Below is a block of records; reproduce all of them exactly and leave out any pictures.
[begin DATA LINES]
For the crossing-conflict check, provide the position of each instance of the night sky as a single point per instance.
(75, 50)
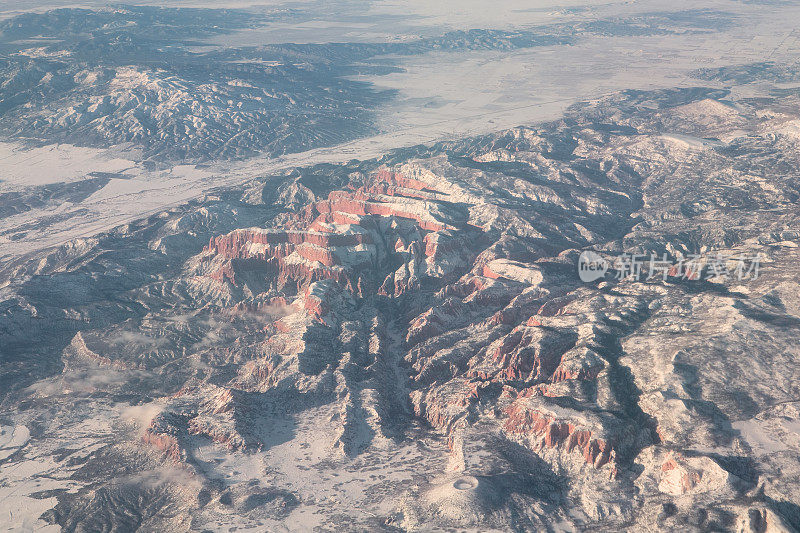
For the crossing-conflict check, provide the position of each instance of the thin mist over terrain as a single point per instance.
(399, 266)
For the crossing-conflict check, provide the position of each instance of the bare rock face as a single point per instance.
(406, 342)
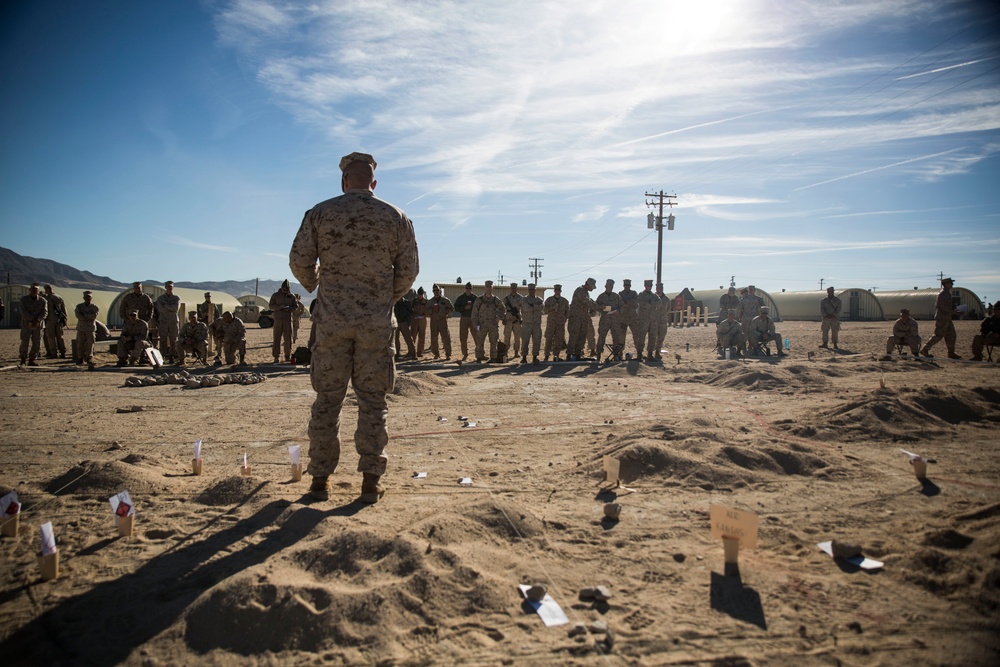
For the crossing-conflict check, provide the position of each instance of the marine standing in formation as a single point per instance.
(944, 311)
(580, 308)
(138, 301)
(193, 338)
(464, 304)
(829, 310)
(167, 306)
(418, 323)
(611, 318)
(512, 320)
(55, 320)
(530, 308)
(557, 310)
(486, 315)
(33, 311)
(648, 322)
(439, 309)
(86, 328)
(283, 304)
(361, 254)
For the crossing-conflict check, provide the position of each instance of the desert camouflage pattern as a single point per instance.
(647, 323)
(610, 320)
(556, 310)
(829, 310)
(141, 302)
(132, 341)
(439, 309)
(531, 308)
(361, 254)
(486, 315)
(86, 329)
(906, 333)
(167, 306)
(193, 337)
(33, 312)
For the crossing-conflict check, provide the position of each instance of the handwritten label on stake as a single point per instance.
(734, 524)
(612, 467)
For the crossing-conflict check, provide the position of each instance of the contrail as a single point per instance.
(868, 171)
(695, 127)
(945, 69)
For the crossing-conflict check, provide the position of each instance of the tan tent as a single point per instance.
(921, 302)
(190, 298)
(857, 305)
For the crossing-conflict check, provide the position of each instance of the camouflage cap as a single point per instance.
(357, 157)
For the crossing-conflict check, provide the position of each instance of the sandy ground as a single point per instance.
(228, 569)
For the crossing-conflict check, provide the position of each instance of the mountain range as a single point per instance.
(18, 269)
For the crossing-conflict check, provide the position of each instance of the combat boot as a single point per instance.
(371, 492)
(320, 488)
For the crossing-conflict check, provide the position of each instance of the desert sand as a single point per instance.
(224, 568)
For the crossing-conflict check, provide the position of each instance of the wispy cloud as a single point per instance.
(190, 243)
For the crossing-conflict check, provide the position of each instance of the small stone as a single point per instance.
(536, 592)
(845, 549)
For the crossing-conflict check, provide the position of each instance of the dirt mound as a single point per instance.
(354, 596)
(904, 415)
(108, 478)
(228, 491)
(419, 383)
(804, 378)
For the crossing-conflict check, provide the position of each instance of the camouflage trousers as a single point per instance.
(555, 336)
(491, 331)
(281, 336)
(531, 336)
(169, 329)
(365, 360)
(85, 345)
(54, 343)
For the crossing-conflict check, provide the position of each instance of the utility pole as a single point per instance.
(535, 266)
(659, 199)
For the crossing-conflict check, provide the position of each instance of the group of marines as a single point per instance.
(645, 314)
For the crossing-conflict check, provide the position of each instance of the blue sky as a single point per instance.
(854, 142)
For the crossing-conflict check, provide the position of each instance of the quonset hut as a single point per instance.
(710, 299)
(857, 305)
(921, 302)
(190, 298)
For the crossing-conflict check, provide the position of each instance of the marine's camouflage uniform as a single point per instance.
(167, 306)
(86, 329)
(487, 312)
(367, 254)
(33, 312)
(647, 323)
(531, 324)
(556, 310)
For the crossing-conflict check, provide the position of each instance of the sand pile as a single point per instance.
(355, 594)
(421, 382)
(133, 473)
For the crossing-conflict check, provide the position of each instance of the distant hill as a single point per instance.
(26, 270)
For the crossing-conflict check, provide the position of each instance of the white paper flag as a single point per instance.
(122, 504)
(9, 505)
(48, 539)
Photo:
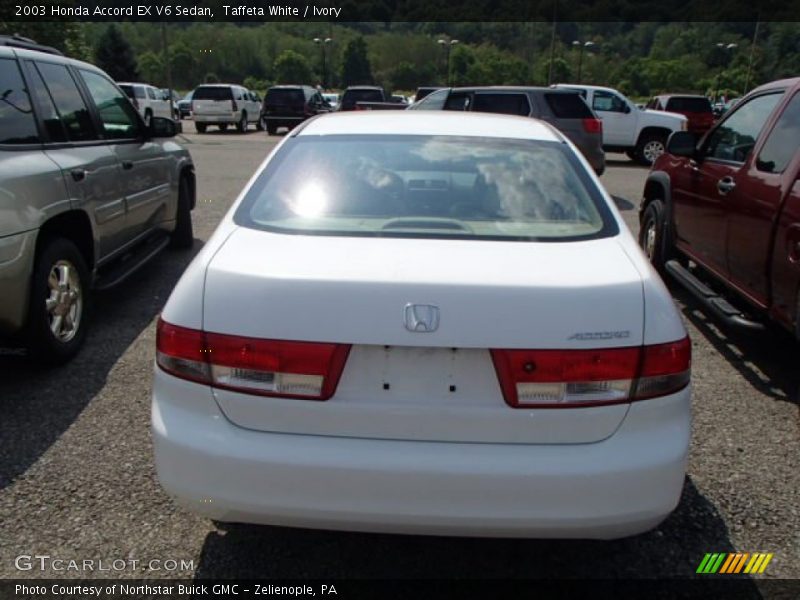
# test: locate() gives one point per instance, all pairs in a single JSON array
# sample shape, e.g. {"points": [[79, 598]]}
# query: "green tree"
[end DATA LINES]
RESULT.
For the crossing-conflict check, provide the position of each instance of the night sky as a single point per instance.
(75, 50)
For the crossing-conflict check, provide the position of each instance of the thin mist over terrain as a single point per instance.
(399, 266)
For the crossing-conflict check, provide the position of each instance of the bare rock face as a single point per instance.
(406, 342)
For the crossing-conflict check, provide the position of each instance of the marine standing in formation as a single point per instance.
(944, 311)
(580, 308)
(138, 301)
(193, 338)
(464, 304)
(829, 310)
(167, 306)
(418, 323)
(611, 318)
(512, 320)
(55, 320)
(530, 308)
(557, 310)
(486, 315)
(33, 311)
(648, 322)
(439, 309)
(86, 328)
(283, 304)
(361, 254)
For the crossing-conflict check, provide the position of each instance of the desert camouflage pattern as a single point per instance.
(647, 323)
(610, 320)
(556, 310)
(829, 310)
(141, 302)
(132, 341)
(439, 309)
(531, 308)
(361, 254)
(486, 315)
(86, 329)
(906, 333)
(167, 306)
(193, 337)
(33, 312)
For the crossing-conflict check, provide the position of each instance of the handwritten label on stake as a single point per instance.
(734, 524)
(612, 467)
For the crossing-conflict check, provide the position of each instance of the contrail as a single point per instance.
(868, 171)
(695, 127)
(945, 69)
For the crossing-conflict check, provide the position of each instance of the tan tent as a single point per instance.
(921, 302)
(190, 298)
(857, 305)
For the crossing-conflict check, provide the position of each instance of the camouflage cap as a single point per instance.
(357, 157)
For the crossing-conflict check, provide the position of each instance of the sandy ground as a single point per instance.
(228, 569)
For the crossing-conflict check, provide the position of each instance of the mountain range as a single point per instance.
(18, 269)
For the crossing-conflict check, provide the position of each instance of the combat boot as a single point per instance.
(371, 492)
(320, 488)
For the crossing-conflict check, provide the position of each instance of the desert sand as a single point per instance.
(224, 568)
For the crossing-conflict check, provide the position of each instance of the wispy cloud as a single point per instance.
(190, 243)
For the crossing-conflict check, provide the position of each instance of the small stone as a single point per instance.
(536, 592)
(845, 549)
For the crossing-conflict check, provide the position of each instance of the dirt mound as a single point per instance.
(354, 596)
(904, 415)
(108, 478)
(228, 491)
(419, 383)
(804, 378)
For the crossing-conflict check, provide the position of each instance of the camouflage trousers as a single point per instance.
(555, 336)
(491, 331)
(281, 336)
(531, 336)
(169, 329)
(365, 360)
(85, 345)
(54, 343)
For the crossing-conflict check, provide the position of each instance of the utility pole as a single point per instance.
(535, 266)
(659, 199)
For the crossing-conflict check, provide the position of each instance of the group of marines as a single point per instance.
(645, 314)
For the crossing-conflict check, provide the position of each instance of the blue sky as a single point per instance.
(854, 142)
For the crossing-conflict check, provide the position of each instance of the quonset hut as a single point per instance.
(710, 299)
(857, 305)
(921, 302)
(190, 298)
For the crossing-conflict check, provide the position of each instance of the marine's camouflage uniform as a single point per instance.
(167, 306)
(86, 329)
(487, 312)
(367, 254)
(33, 312)
(647, 323)
(531, 324)
(556, 310)
For the crossing-conflict check, provide the position of each instance of the sand pile as a single point per instance.
(355, 594)
(421, 382)
(133, 473)
For the crossing-conflict check, provide the position of each instance of the distant hill as a single point per instance.
(26, 270)
For the crossing-conflict check, provide the position of each instance of the white paper flag as a single point per instance.
(122, 504)
(9, 505)
(48, 539)
Photo:
# test: locate() gives one point per instance, all pairs in a single JSON array
# sample shape, e.g. {"points": [[79, 598]]}
# query: "green tree"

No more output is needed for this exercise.